• _Exercise directions_
Alter the material below by substituting "person in crowd" for every occurrence of "child in crowd", leaving all other text unchanged.

• _Excerpted data_
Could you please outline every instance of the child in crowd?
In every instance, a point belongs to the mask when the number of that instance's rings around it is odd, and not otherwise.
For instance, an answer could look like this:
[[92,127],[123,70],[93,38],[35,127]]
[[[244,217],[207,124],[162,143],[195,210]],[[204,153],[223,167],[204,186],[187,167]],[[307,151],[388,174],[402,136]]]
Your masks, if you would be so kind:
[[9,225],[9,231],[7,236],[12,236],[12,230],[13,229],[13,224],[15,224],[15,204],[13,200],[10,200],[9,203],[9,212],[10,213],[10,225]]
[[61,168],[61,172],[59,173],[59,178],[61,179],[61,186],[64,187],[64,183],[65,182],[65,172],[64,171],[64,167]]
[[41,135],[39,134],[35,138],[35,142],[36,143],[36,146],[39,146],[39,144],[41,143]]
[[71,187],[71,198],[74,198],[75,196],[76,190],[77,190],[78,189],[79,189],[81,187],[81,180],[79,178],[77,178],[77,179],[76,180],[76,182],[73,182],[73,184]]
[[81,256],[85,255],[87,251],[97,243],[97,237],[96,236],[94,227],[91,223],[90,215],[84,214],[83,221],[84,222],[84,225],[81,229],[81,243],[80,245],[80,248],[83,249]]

• _Response_
Could you please outline every instance of the person in crowd?
In every instance, a point belongs to the mask when the number of that instance's rings around it is odd, and not otherwise.
For instance, an answer could look like this:
[[92,127],[123,70],[93,38],[35,127]]
[[[244,217],[207,124],[162,143],[195,210]],[[204,153],[223,167],[204,186],[187,167]],[[307,151],[388,174],[402,136]]]
Your masks, if you would be so kind:
[[9,225],[9,231],[7,236],[12,236],[12,230],[13,229],[13,224],[15,224],[15,204],[13,200],[10,200],[9,203],[9,212],[10,213],[10,225]]
[[61,168],[61,172],[59,173],[59,178],[61,179],[61,186],[64,187],[64,183],[65,182],[65,172],[64,171],[64,167]]
[[41,135],[39,134],[35,138],[35,142],[36,143],[36,146],[39,146],[39,144],[41,143]]
[[71,187],[71,198],[74,198],[75,196],[76,190],[77,190],[78,189],[79,189],[81,187],[81,180],[79,178],[77,178],[77,179],[76,180],[76,182],[73,182],[73,184]]
[[81,256],[85,255],[87,251],[97,243],[97,237],[96,236],[94,227],[91,223],[90,215],[84,214],[83,221],[84,222],[84,225],[81,229],[81,243],[80,245],[80,248],[83,249]]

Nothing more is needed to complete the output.